> YOUR TASK: Restate word for word the lines below from the one that has "Note: annotate every instance of the rear door" through the one that has "Target: rear door window", keeping both and dropping all pictures.

> DATA RECORDS:
==============================
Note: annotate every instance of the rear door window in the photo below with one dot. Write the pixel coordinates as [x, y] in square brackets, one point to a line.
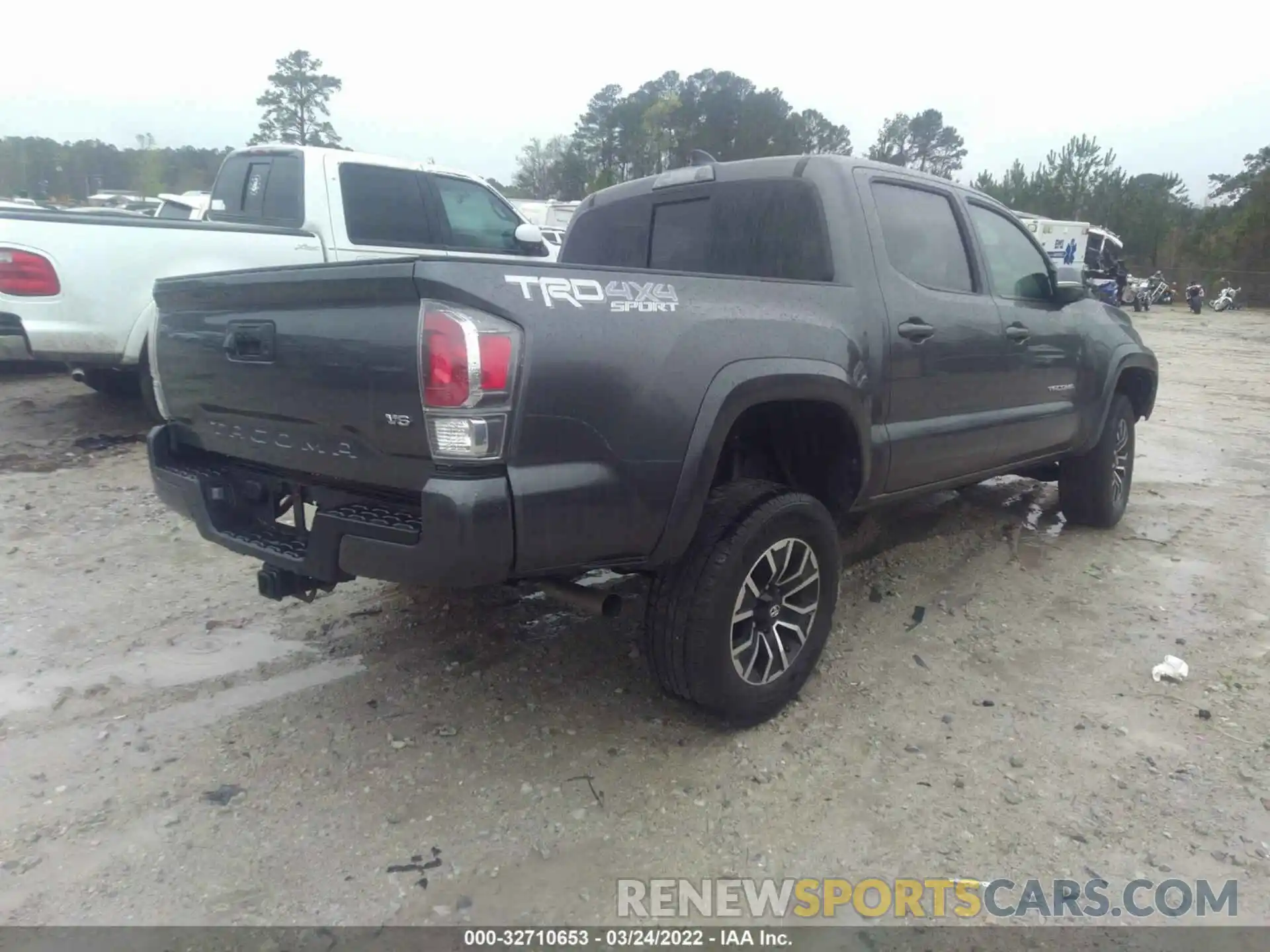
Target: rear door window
==============================
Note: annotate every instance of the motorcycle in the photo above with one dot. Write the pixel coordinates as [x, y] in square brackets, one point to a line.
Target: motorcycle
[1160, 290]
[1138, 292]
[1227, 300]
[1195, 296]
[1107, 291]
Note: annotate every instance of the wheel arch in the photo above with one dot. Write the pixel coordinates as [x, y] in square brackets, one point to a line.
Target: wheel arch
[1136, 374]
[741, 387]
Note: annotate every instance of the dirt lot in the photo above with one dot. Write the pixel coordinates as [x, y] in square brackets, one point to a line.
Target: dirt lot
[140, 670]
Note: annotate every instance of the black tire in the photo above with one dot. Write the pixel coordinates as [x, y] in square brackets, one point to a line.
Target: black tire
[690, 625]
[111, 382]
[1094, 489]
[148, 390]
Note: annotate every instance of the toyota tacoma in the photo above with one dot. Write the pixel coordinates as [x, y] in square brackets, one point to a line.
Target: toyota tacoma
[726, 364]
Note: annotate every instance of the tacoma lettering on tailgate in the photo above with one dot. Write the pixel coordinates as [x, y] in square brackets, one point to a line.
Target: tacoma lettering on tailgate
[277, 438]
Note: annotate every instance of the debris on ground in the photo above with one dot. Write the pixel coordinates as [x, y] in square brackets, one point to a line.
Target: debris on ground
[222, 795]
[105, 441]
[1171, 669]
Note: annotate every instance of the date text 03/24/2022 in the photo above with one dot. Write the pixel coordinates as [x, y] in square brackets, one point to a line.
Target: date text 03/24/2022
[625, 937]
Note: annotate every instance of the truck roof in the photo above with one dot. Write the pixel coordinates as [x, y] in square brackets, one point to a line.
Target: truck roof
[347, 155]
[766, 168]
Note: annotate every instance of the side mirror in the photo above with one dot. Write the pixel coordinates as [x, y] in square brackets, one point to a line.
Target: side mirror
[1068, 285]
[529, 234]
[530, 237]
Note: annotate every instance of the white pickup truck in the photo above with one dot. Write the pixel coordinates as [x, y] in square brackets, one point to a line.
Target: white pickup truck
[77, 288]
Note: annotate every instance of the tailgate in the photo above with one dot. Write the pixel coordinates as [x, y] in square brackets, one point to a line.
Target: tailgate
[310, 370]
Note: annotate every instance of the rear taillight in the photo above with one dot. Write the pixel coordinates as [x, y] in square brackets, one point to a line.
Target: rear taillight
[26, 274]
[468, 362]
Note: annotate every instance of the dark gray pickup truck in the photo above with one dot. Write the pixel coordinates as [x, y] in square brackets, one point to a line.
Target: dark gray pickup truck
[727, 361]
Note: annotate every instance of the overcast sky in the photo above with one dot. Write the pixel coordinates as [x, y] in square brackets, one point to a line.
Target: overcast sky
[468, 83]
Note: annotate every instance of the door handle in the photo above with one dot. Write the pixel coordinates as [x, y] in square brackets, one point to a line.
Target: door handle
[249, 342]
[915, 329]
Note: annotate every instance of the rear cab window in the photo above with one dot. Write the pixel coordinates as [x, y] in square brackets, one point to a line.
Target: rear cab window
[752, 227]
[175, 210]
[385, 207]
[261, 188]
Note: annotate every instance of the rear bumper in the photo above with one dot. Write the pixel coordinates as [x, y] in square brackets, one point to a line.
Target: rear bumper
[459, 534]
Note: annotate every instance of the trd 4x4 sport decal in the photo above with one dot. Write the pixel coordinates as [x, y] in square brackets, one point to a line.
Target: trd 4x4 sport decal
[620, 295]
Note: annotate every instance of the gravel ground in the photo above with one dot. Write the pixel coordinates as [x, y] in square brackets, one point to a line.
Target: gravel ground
==============================
> ANSWER TO THIS EXERCISE:
Note: annotate every instance of the rear door window in the photo below with one dot. Write the pixel coordinates as [x, y] in square brackets, one point to a line.
Target: rear door window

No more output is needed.